• What the exercise asks: Repeat word for word the lines of the material below, from the line with "pixel 510 107." to the line with "pixel 131 260", both of those lines included.

• Record excerpts:
——————————

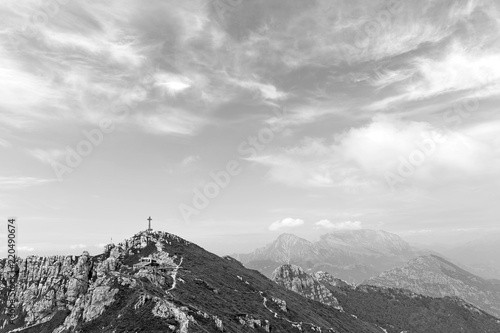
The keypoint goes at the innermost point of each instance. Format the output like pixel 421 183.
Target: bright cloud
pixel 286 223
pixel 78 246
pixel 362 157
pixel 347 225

——————————

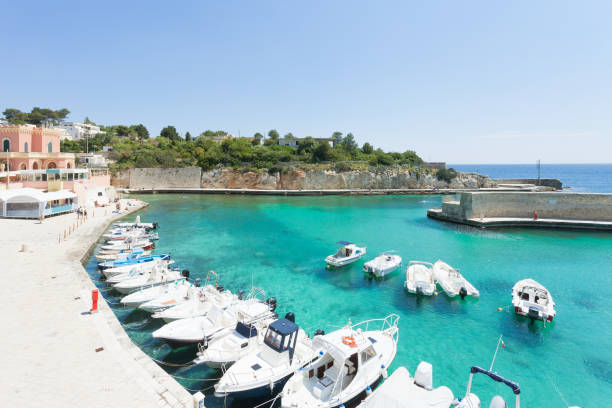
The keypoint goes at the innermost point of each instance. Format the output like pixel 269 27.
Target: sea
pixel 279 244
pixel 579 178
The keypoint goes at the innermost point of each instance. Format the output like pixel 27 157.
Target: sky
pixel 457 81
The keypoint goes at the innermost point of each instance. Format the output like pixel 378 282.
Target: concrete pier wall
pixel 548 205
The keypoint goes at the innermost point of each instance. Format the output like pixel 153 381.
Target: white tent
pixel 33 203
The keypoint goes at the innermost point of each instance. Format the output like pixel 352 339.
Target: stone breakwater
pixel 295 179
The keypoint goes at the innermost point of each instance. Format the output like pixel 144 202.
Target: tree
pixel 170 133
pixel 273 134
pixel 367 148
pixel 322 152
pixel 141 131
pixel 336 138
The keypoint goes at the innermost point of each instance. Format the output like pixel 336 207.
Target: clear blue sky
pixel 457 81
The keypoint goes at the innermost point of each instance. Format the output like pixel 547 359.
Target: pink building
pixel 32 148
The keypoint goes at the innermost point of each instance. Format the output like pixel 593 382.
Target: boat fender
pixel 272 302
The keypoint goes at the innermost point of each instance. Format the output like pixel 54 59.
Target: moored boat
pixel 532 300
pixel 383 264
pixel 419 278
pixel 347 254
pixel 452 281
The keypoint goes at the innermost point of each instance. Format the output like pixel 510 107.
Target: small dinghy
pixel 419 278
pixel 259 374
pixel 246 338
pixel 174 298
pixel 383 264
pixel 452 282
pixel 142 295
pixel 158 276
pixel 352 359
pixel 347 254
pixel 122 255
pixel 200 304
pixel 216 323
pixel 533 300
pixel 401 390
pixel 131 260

——————————

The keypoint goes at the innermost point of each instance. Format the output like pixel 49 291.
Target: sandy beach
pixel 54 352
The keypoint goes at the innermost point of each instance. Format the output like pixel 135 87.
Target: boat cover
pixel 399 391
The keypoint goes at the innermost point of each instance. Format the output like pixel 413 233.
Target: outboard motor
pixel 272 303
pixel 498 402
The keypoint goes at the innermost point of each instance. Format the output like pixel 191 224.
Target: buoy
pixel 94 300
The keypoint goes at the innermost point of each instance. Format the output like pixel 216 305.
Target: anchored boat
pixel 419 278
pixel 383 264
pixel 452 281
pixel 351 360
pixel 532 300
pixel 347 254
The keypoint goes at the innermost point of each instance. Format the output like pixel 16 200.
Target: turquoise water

——————————

• Exercise answer:
The keypoint goes at the innermost point of each instance. Format the output like pixel 510 107.
Target: small dinghy
pixel 419 278
pixel 259 374
pixel 246 338
pixel 174 298
pixel 383 264
pixel 452 282
pixel 142 295
pixel 158 276
pixel 352 359
pixel 347 254
pixel 122 255
pixel 200 304
pixel 216 323
pixel 533 300
pixel 401 390
pixel 131 260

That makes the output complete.